Fragmento proporcionado:
———
Twain y Kipling recibieron sendos títulos honoríficos en una ceremonia celebrada en Oxford en 1907.

entrevista con mark twain1

Rudyard Kipling

Como grupo, dais pena. Sí, es cierto que algunos ostentáis el cargo de comisariado, y otros el de vicegobernador, y algunos tenéis el V.C., y otros disfrutáis del privilegio de pasear por el Mall del brazo del Virrey, pero en esta gloriosa mañana he sido yo quien se ha reunido con Mark Twain, yo quien le ha estrechado la mano y yo quien se ha fumado un puro —no, dos puros— con él. A decir verdad, ¡he hablado con él durante más de dos horas! Que quede claro: no os desprecio, por supuesto que no. Sólo siento lástima por vosotros, del Virrey en adelante. De modo que, para aplacar vuestra envidia y demostraros que aún os considero mis iguales, os lo contaré todo con pelos y señales.

Al llegar a Buffalo me soplaron que estaba en Hartford, Connecticut, y una vez allí me dijeron «tal vez se haya ido de viaje a Portland», y más tarde un tamborilero grande y gordo me juró que el gran hombre y él eran uña y carne, y que Mark estaba pasando el verano en Europa, información que me alteró tanto que me embarqué en el tren equivocado y el revisor me puso de patitas en la calle a más de un kilómetro de la estación, en mitad de un desierto de vías férreas. ¿Alguna vez, cargados con el abrigo y la maleta, habéis tratado de esquivar locomotoras de mentalidad diversa mientras el sol os ciega la vista? Ah, no, olvidaba que jamás habéis visto a Mark Twain, ¡gente de poca monta!

A salvo de las fauces de la bestia ferroviaria, vagué sin ton ni son hasta que un extraño me dijo:

—El lugar que buscas es Elmira. Elmira, en el estado de Nueva York, lo que significa que está en este mismo estado y no a trescientos kilómetros de aquí —y añadió, en un comentario que podría haberse guardado para sí—: Apúrate, Kelley, apúrate.

Apurado, monté en un tren de la línea West Shore hasta la medianoche, para acabar en la puerta de un hotel de mala muerte en Elmira. Y sí, allí lo sabían todo sobre «ese tal Clemens», pero a decir verdad sospechaban que no estaba en el pueblo y que sin duda se había largado hacia el este, vaya usted a saber. Sería mejor que hasta el día siguiente me armara de paciencia, pues por la mañana podría buscar al cuñado de «ese tal Clemens», un tipo que al parecer se dedicaba al carbón.

La idea de ir en pos de media docena de parientes por una localidad de treinta mil habitantes para averiguar el paradero de Mark Twain me quitó el sueño. Por la mañana pude por fin ver Elmira, un paraje de calles atravesadas por las vías del tren, cuyas zonas residenciales se especializaban en la fabricación de marcos de puertas y ventanas. Estaba rodeada de pequeñas colinas espesas y agradables, bordeadas de bosques y coronadas de cultivos. El río Chemung, que corría por toda la localidad, acababa de inundar algunas de sus vías principales.
———
Qué hay que hacer:
A – En el fragmento sobre Mark Twain, ¿qué río corre por Elmira?
B – Enumera los cargos, distinciones y privilegios que el fragmento sobre Mark Twain atribuye a algunos miembros del grupo al que se dirige.
C – Retoma el fragmento sobre Mark Twain tras su última oración y continúalo.

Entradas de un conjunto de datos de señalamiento
———
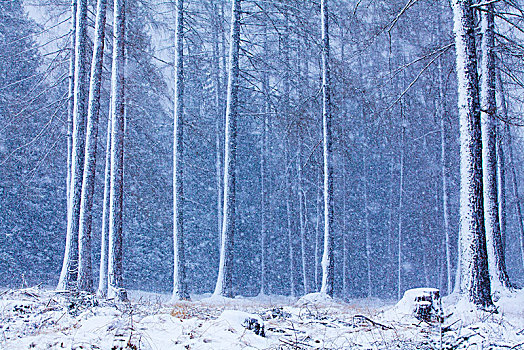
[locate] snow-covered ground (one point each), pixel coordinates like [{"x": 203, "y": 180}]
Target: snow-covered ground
[{"x": 41, "y": 319}]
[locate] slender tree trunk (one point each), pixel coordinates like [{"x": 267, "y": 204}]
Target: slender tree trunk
[
  {"x": 475, "y": 275},
  {"x": 102, "y": 280},
  {"x": 224, "y": 285},
  {"x": 400, "y": 205},
  {"x": 496, "y": 259},
  {"x": 263, "y": 170},
  {"x": 216, "y": 23},
  {"x": 328, "y": 268},
  {"x": 85, "y": 273},
  {"x": 501, "y": 184},
  {"x": 366, "y": 220},
  {"x": 115, "y": 268},
  {"x": 70, "y": 103},
  {"x": 179, "y": 263},
  {"x": 345, "y": 242},
  {"x": 317, "y": 231},
  {"x": 511, "y": 161},
  {"x": 69, "y": 273},
  {"x": 302, "y": 218},
  {"x": 444, "y": 176}
]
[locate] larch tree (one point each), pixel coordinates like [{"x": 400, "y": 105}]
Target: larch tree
[
  {"x": 497, "y": 263},
  {"x": 328, "y": 266},
  {"x": 474, "y": 277},
  {"x": 115, "y": 250},
  {"x": 179, "y": 275},
  {"x": 85, "y": 274},
  {"x": 224, "y": 284},
  {"x": 69, "y": 272}
]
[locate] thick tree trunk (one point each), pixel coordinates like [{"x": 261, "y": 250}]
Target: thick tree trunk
[
  {"x": 115, "y": 259},
  {"x": 102, "y": 279},
  {"x": 69, "y": 273},
  {"x": 328, "y": 269},
  {"x": 474, "y": 275},
  {"x": 85, "y": 273},
  {"x": 179, "y": 263},
  {"x": 224, "y": 285},
  {"x": 496, "y": 259}
]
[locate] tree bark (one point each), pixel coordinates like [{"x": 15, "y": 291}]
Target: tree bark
[
  {"x": 115, "y": 259},
  {"x": 496, "y": 259},
  {"x": 85, "y": 273},
  {"x": 179, "y": 262},
  {"x": 328, "y": 268},
  {"x": 475, "y": 282},
  {"x": 224, "y": 285},
  {"x": 102, "y": 279},
  {"x": 69, "y": 273}
]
———
Lista de respuestas:
A – El río Chemung.

B –
- El cargo de comisariado
- El cargo de vicegobernador
- El V.C.
- El privilegio de pasear por el Mall del brazo del Virrey

C –
El hotelero y el telefonista me aseguraron que el tan ansiado cuñado también andaba de viaje, de modo que nadie más parecía saber dónde residía «ese tal Clemens». Más tarde descubrí que no había veraneado en aquel lugar desde hacía más de diecinueve años, por lo que, al menos sobre el papel, era un recién llegado.

Un amable policía me contó que el día anterior había visto a Twain o a «alguien muy parecido a él» conduciendo una calesa. Aquello me produjo una deliciosa sensación de proximidad. Imaginad vivir en una población donde puedes ver al autor de Las aventuras de Tom Sawyer, o a «alguien muy parecido a él», recorriendo las calzadas en calesa.

—Vive allá, en East Hill —añadió el agente— a cinco kilómetros de aquí.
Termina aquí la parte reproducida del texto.